§ INPUT MATERIAL:
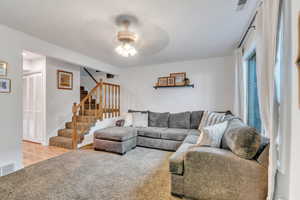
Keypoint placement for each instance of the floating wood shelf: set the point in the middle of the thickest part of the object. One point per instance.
(176, 86)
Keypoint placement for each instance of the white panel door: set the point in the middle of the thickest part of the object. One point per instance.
(33, 121)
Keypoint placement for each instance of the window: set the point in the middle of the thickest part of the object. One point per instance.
(253, 110)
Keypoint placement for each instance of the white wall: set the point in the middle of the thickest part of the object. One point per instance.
(294, 192)
(32, 66)
(11, 104)
(213, 79)
(59, 102)
(12, 45)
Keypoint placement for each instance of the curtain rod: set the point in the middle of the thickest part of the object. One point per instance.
(247, 32)
(249, 27)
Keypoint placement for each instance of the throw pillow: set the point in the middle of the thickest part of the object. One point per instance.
(211, 136)
(158, 119)
(180, 120)
(196, 117)
(242, 140)
(140, 120)
(120, 123)
(128, 117)
(211, 118)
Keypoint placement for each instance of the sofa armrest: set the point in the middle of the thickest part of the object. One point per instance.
(212, 173)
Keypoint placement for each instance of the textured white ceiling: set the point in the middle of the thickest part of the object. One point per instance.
(170, 31)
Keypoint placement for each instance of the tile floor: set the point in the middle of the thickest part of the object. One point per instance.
(34, 153)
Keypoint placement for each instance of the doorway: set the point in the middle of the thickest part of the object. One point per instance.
(34, 98)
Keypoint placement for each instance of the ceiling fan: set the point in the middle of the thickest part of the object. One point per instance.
(127, 40)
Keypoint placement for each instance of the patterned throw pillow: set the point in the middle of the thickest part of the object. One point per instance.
(128, 117)
(211, 136)
(120, 123)
(140, 120)
(211, 118)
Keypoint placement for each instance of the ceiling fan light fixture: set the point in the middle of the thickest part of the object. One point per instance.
(126, 50)
(127, 39)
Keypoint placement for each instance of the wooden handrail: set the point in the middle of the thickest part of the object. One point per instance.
(103, 101)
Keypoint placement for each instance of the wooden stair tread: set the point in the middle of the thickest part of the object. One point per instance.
(68, 133)
(86, 113)
(61, 142)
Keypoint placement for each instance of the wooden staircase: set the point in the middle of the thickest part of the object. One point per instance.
(103, 101)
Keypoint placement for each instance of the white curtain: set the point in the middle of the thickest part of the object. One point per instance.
(239, 85)
(266, 35)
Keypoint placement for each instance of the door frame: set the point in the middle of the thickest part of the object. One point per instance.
(44, 133)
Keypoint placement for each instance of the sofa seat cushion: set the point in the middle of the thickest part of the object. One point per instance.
(176, 163)
(116, 133)
(158, 119)
(191, 139)
(174, 134)
(180, 120)
(196, 117)
(195, 132)
(152, 132)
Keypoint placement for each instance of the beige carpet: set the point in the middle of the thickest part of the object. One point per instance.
(142, 174)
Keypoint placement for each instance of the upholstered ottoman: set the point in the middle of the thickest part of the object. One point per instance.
(115, 139)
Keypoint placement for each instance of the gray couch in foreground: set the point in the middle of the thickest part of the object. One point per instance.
(201, 173)
(206, 173)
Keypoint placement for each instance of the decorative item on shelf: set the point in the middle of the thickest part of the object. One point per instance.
(187, 81)
(162, 81)
(5, 85)
(64, 80)
(3, 68)
(179, 78)
(171, 81)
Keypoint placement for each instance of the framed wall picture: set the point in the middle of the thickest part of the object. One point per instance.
(171, 81)
(64, 80)
(179, 78)
(5, 85)
(3, 68)
(162, 81)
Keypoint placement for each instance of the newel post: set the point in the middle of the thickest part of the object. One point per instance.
(74, 121)
(100, 111)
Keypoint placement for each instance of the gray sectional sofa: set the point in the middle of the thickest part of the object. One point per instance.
(197, 172)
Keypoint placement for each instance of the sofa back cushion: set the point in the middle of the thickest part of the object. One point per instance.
(140, 120)
(241, 139)
(158, 119)
(211, 118)
(180, 120)
(196, 117)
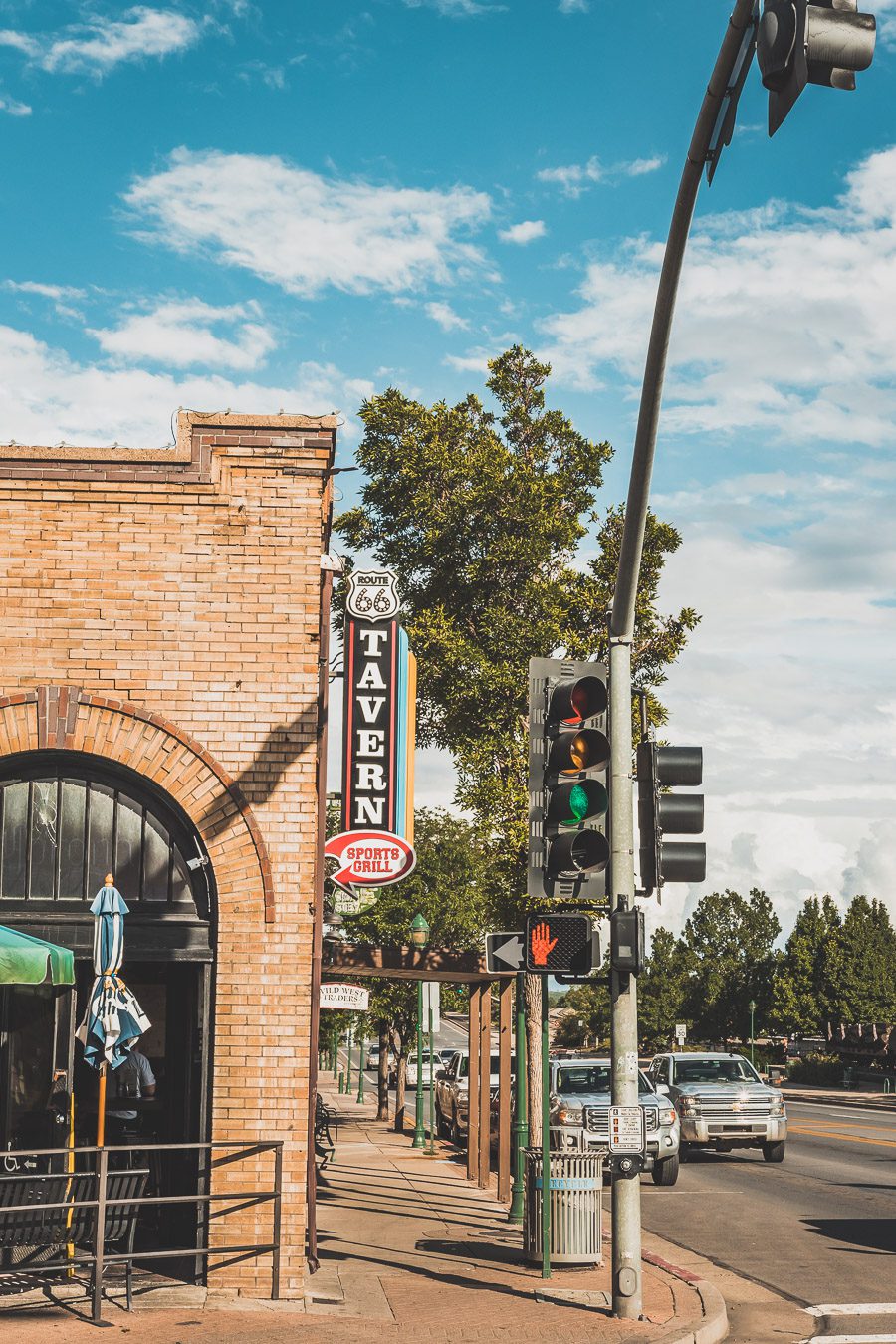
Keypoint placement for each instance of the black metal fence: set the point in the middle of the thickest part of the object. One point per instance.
(57, 1217)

§ YOUR INSTRUCTIONS: Could you return all of the entries above exactly, without any images?

§ OUTPUT FOR THIS TASK:
Keypoint placement for each instance of the floating wood shelf: set the point in the middle of the thickest part of the object. One point per instance.
(176, 86)
Keypoint placement for each instance of the white panel door: set the point in the middle of the thickest part of the object. One point per instance.
(33, 121)
Keypoint placement for each instance of the window: set the point in the middle of the thickest part of the object. One point per instance.
(253, 110)
Keypoint placement for each instance of the white wall: set the point in the middle of the thickest part of the object. One point per instance.
(294, 192)
(32, 66)
(11, 104)
(213, 79)
(59, 102)
(12, 45)
Keypoint placement for each instance of the curtain rod: set the point in the middle of the thickest part of the object. One point per instance.
(247, 32)
(249, 27)
Keypoint placement for each instance of the throw pillow: set the point in the middle of the thickest part of the object. One point per instance.
(211, 136)
(158, 119)
(180, 120)
(196, 117)
(242, 140)
(140, 120)
(120, 123)
(128, 117)
(211, 118)
Keypoint placement for each instance of the sofa armrest: set the point in the middle of the thickest part of the object. One point per instance.
(212, 173)
Keypoint placement for each instance of the textured white ceiling: set the point in the middle of the thickest part of the object. One point per instance.
(170, 31)
Keypoint placement for each instance of the tile floor: set the point in the middle of the thickest part of the object. One point per instance.
(34, 153)
Keypoint placement for each instance of the doorway: set the point in the middle of the thickest part of the object. One point per instance.
(34, 98)
Keypoint placement for each instance of the ceiling fan: set the point in the middle of the thickest part of the object. One point per instance.
(127, 40)
Keypoint placement for each instance of the patterned throw pillow: set the point in the middle of the thickest part of the object. One point per instance.
(128, 117)
(211, 136)
(120, 123)
(140, 120)
(211, 118)
Keypoint placement for each instance of the ceiling fan light fixture: set the point in the middle of the thickest part of the object. One point per instance.
(126, 50)
(127, 39)
Keypoint placement for each instance of the wooden handrail: set the point in the middle of the thickest part of the object. One point per instance.
(103, 101)
Keypoint placement for each instance of the wooden stair tread: set the point in the middle of the thickest part of the object. One point per instance.
(68, 133)
(86, 113)
(61, 142)
Keypoint placement for each instance of the wooden staircase: set the point in the middle of the thickest part of the object. One point per instance.
(103, 101)
Keypoint placement for each instance of the white curtain: set the point in the middle of the thickest part of the object. One point per instance.
(239, 85)
(266, 35)
Keypoint placement for each instance of the door frame: set the point in the middle of the thickest part of the object. One point per instance.
(44, 133)
Keypoint placement for each instance of the sofa seat cushion: set the point in the middle of the thickest part of the object. One point per instance.
(176, 163)
(116, 133)
(158, 119)
(191, 139)
(174, 134)
(180, 120)
(196, 117)
(195, 132)
(152, 132)
Keypoint placement for each instance of the beige carpet: set the point in the middle of the thickest part of the object. One point per instance.
(142, 174)
Keypoint placement for each instance of the upholstered ottoman: set the point in the middle of the thickest part of the object. One point per instance.
(115, 139)
Keypoint placement for each instance of the gray couch in foreground: set the point in the middle of the thickest part of the object. One point per instance.
(201, 173)
(206, 173)
Keypoint placement for each instance of the decorative item on shelf: set the point in the middle of the thickest part of the object. One point per instance.
(187, 81)
(162, 81)
(5, 85)
(64, 80)
(3, 68)
(179, 78)
(171, 81)
Keypoint placement for each instance of the framed wall picture: set the point in the middle of the thickest part of the object. One point per instance.
(171, 81)
(64, 80)
(179, 78)
(5, 85)
(3, 68)
(162, 81)
Keypoint placement for each instance of the newel post: set the point in the middle of the thickest part of the object. One point per instance.
(74, 121)
(100, 111)
Keypoint placement for each instance of the gray sectional sofa: set the point in the middle of the thickest part of the object. One point per instance.
(197, 172)
Keypoint placement for each instance of the sofa back cushion: set the point in the middle of the thickest part of the object. One point per instance.
(140, 120)
(241, 139)
(158, 119)
(211, 118)
(180, 120)
(196, 117)
Keypoint placement for each instance of the black metal fence: set the point in the middle of the thickest part of the object. One point per instance.
(57, 1217)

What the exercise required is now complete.